● Document
****************************************

This idea is illustrated by a triangle case shown in Fig. 5. First, three distances corresponding to the laterals of a triangular base selected from $S$ are calculated, e.g., 10, 15, and 20, respectively. Then, by using the pair extraction algorithm in S4PCS, we can extract all the pairs with the lengths 10, 15, and 20 from $M$ in a linear time. After that, we can build three tables of point index-pair based on the lengths to record all the extracted point pairs with the corresponding length. These tables can also be stored with connectivity rooted at each vertex, e.g., Vertex 8 → Length 10 → Vertices (1, 6…). The connectivity is built during the pair extraction process, and it does not take extra time as compared to simply storing all the extracted pairs in an unordered array. It is similar for tetrahedron, except there are six tables instead of three.

In terms of selecting the tetrahedral base from $S$ at the first step, similar to finding a wide base in S4PCS by running a constant number of iterations to choose the one with the largest area, we also run a constant number of iteration to choose a tetrahedron in $S$ with the largest volume.

### Congruent Set Extraction (CSE).

****************************************

● Extracted entries
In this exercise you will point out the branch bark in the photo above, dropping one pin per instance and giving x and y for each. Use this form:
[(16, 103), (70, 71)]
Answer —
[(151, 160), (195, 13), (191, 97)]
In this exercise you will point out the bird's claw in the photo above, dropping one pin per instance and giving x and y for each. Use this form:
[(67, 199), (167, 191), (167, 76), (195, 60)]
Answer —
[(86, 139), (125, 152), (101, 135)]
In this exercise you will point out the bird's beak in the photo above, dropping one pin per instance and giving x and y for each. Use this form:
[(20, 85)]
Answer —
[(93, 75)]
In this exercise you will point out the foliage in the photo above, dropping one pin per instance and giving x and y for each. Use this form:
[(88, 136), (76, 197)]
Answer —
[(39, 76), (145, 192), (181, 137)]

****************************************

● Task set
1) Summarize the point-pair extraction passage in two sentences.
2) Continue the point-pair extraction passage, starting with the section under its last heading.
The listing is separate material from the point-pair extraction passage.

● The replies
1) For a triangular base selected from $S$, the three side lengths are calculated, and the S4PCS pair extraction algorithm pulls all pairs with those lengths from $M$ in linear time. The pairs go into length-based tables that can store connectivity rooted at each vertex at no extra time cost, with six tables instead of three for a tetrahedron, whose base is chosen from $S$ by running a constant number of iterations and keeping the one with the largest volume.

2)
After a tetrahedral base is selected from $S$, the next step is to extract all the congruent tetrahedrons from $M$. Again, the idea is illustrated by the triangle case in Fig. 5. With the connectivity tables generated from the PG step, extracting a congruent triangle becomes a simple lookup problem. For example, to find a congruent triangle in $M$, we can start with the index-pair table with the length of ten, e.g., the pair 1–8, and find a pair with length 15 connecting to it. Both vertices 1 and 8 are retrieved and checked if there is a pair in the list having a length 15, e.g., Vertex 8 → Length 15 → Vertices (2, 7). After that, it can very easily compute if the pairs 1–2 and 1–7 are 20 in length. Courtesy to the beauty of 4PCS stated in remark 1, we construct the bases that contain only the distance information, and we only need to query the distance pair index table to extract the congruent pairs directly. All these operations can be done in $O(1)$ time. There is no need to compute the ratios and angle to judge whether the sets are congruent. It is also worth to remark that the pairs extracted have a tolerance $\epsilon $ in terms of its length, i.e., $d\xb1\epsilon $ (see remark 2), so it would not be over-constrained that no congruent sets can be found.

### Computational Complexity.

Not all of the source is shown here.